**What is expected:** Starting at the line that contains "sky, I would be grateful.", print every remaining line of the entries, unchanged, and output nothing more.

+++ Data listing +++

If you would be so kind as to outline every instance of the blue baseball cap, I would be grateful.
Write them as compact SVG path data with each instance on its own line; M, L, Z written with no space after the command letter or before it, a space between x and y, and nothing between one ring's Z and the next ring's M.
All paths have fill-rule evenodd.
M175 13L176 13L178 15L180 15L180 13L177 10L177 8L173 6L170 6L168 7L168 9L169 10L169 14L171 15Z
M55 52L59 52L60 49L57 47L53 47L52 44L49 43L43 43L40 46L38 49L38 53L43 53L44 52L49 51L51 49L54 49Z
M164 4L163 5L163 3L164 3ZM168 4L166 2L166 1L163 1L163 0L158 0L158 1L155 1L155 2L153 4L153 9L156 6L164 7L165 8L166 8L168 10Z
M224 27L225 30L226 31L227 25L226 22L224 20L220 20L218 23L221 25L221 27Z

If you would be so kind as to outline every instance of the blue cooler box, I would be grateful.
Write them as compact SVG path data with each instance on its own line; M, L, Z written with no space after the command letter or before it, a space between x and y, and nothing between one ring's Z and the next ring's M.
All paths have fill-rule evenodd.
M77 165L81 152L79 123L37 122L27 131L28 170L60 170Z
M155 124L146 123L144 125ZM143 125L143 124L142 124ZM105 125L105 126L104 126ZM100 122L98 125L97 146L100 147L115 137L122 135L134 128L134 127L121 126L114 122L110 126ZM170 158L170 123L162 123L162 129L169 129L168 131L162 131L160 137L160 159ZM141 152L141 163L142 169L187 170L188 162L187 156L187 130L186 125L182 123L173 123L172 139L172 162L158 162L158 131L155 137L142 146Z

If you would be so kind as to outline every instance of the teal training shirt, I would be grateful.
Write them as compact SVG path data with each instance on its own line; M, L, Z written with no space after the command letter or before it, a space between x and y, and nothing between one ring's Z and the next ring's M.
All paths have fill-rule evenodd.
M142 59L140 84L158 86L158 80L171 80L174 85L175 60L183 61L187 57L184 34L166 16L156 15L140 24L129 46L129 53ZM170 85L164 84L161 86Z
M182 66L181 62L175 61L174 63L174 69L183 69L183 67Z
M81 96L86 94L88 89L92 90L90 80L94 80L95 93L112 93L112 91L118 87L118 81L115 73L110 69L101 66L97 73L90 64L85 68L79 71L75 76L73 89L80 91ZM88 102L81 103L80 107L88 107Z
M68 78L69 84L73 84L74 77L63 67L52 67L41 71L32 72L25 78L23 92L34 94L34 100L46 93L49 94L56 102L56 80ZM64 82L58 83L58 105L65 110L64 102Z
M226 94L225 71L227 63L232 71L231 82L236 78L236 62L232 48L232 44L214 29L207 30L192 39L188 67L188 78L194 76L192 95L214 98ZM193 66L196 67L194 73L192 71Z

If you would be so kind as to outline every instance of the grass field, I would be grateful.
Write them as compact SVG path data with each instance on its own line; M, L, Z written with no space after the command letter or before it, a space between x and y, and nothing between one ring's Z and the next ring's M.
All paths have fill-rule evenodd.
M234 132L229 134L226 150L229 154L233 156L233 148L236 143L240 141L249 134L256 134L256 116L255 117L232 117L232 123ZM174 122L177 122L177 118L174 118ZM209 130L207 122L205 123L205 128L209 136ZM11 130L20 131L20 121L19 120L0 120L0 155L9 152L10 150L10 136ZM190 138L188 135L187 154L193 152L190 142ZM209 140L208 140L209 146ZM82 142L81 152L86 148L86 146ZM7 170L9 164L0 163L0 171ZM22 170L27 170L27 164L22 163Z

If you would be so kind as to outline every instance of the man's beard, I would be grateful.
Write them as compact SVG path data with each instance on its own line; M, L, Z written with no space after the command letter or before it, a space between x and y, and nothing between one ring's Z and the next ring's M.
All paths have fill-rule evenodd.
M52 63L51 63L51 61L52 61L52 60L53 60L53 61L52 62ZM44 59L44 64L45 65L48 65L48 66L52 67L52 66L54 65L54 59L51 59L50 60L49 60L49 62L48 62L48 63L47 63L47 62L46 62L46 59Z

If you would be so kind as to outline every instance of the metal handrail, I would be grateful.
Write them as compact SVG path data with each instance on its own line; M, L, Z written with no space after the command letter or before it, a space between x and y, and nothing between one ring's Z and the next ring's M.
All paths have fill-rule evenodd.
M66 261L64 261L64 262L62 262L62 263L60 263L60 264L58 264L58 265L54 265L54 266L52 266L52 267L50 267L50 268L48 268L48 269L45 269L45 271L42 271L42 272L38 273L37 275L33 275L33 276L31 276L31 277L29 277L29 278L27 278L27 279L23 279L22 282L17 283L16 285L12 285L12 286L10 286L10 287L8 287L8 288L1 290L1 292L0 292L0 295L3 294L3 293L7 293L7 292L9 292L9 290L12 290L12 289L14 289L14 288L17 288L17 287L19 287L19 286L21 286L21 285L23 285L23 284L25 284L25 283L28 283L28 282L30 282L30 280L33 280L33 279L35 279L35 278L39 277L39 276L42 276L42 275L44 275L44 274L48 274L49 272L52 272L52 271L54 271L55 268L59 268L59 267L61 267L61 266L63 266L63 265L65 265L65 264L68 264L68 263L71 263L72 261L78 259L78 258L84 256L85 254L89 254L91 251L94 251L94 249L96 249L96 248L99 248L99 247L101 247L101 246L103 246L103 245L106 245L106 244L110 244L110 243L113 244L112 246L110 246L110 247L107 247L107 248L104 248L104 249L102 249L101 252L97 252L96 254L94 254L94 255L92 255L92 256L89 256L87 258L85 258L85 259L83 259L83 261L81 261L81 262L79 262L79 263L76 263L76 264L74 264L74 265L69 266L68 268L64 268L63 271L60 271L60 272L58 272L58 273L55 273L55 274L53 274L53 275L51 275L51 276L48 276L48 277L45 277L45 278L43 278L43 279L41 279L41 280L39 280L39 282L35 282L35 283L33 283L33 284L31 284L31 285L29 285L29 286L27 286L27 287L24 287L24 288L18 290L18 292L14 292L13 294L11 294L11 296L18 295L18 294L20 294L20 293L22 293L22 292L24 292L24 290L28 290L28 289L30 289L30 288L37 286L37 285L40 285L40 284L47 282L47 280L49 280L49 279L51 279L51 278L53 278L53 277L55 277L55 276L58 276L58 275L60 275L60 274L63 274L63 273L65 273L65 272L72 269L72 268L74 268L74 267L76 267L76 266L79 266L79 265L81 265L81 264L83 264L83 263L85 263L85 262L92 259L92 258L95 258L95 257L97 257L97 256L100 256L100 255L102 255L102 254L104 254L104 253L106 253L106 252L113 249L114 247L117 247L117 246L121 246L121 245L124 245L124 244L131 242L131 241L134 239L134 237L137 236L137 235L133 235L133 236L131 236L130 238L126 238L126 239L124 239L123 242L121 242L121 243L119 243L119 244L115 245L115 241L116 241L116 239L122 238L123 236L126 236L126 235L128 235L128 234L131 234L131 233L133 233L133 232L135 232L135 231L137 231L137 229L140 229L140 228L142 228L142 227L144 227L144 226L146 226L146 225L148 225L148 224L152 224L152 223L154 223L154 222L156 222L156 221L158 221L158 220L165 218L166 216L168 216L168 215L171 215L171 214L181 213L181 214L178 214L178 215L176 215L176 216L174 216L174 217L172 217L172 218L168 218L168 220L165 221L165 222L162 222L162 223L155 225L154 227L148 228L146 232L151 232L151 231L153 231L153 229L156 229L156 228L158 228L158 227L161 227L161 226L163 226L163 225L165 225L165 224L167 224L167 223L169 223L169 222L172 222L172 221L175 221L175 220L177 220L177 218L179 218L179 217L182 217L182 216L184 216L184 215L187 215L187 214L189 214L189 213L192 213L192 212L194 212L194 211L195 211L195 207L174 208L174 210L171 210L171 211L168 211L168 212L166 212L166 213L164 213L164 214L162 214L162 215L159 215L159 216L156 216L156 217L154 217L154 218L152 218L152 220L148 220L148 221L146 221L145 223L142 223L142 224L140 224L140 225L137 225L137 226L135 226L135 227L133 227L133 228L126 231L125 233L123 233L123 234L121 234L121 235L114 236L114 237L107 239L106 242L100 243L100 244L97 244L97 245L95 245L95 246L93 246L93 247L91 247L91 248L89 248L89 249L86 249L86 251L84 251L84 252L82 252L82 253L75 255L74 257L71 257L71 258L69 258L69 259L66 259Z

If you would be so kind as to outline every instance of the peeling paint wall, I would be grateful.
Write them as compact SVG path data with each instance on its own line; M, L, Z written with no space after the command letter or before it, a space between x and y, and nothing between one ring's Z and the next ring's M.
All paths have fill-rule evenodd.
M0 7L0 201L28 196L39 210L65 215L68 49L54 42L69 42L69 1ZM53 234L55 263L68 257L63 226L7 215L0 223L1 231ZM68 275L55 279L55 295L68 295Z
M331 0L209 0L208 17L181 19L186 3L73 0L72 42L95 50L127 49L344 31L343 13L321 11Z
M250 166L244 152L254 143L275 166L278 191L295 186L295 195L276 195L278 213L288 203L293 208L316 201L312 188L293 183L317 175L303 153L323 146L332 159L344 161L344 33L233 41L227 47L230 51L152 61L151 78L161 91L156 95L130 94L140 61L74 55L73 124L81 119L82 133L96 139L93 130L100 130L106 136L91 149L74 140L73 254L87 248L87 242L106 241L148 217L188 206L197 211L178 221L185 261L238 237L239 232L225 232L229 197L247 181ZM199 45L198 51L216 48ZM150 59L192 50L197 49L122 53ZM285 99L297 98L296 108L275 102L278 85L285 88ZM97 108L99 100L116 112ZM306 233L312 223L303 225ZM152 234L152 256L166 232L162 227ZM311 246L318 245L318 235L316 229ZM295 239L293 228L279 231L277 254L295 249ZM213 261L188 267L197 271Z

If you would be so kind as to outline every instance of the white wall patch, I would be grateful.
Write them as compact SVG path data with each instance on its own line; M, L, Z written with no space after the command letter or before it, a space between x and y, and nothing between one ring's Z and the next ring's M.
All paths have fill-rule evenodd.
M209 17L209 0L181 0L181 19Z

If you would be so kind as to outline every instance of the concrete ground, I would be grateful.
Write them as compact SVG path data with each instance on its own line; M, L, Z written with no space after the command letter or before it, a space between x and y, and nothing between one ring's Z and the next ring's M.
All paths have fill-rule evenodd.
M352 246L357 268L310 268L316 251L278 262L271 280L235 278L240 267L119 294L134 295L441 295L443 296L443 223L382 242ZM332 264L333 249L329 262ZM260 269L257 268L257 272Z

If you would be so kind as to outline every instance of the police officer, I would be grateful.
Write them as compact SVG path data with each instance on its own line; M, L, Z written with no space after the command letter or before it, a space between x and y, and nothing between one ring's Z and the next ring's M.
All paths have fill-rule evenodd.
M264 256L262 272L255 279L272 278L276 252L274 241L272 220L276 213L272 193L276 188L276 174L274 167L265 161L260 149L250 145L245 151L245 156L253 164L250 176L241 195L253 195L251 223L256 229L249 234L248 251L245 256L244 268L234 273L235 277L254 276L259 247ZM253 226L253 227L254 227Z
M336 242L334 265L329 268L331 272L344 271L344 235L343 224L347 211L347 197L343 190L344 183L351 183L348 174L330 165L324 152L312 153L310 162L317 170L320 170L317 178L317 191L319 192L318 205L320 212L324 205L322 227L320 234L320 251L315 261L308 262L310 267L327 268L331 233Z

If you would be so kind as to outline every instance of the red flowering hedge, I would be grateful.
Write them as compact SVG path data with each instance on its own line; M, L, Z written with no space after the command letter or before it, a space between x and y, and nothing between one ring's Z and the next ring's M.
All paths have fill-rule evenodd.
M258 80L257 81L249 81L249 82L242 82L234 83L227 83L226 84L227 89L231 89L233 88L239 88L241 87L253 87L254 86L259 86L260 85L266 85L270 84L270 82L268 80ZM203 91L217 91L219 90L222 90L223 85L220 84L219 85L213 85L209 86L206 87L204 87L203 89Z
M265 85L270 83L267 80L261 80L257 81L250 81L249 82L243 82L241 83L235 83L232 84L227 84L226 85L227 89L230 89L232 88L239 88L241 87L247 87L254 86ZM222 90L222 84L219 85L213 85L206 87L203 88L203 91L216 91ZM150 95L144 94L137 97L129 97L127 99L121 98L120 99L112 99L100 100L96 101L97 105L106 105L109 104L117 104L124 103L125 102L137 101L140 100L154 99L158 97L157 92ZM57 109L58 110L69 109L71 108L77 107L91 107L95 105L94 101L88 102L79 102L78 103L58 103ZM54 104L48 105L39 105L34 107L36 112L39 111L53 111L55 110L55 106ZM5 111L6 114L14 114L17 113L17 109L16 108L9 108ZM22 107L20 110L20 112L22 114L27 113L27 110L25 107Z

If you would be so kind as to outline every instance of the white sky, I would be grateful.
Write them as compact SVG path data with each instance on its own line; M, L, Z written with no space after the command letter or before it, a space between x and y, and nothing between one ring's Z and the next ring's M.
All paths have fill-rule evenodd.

+++

**Task answer:**
If you would be so kind as to outline every instance of the white sky, I would be grateful.
Write them as compact SVG path data with each instance on its own line; M, L, Z written with no space after the command letter or before it, a space between x and y, and nothing between one ring's Z and the next ring's M.
All paths have fill-rule evenodd.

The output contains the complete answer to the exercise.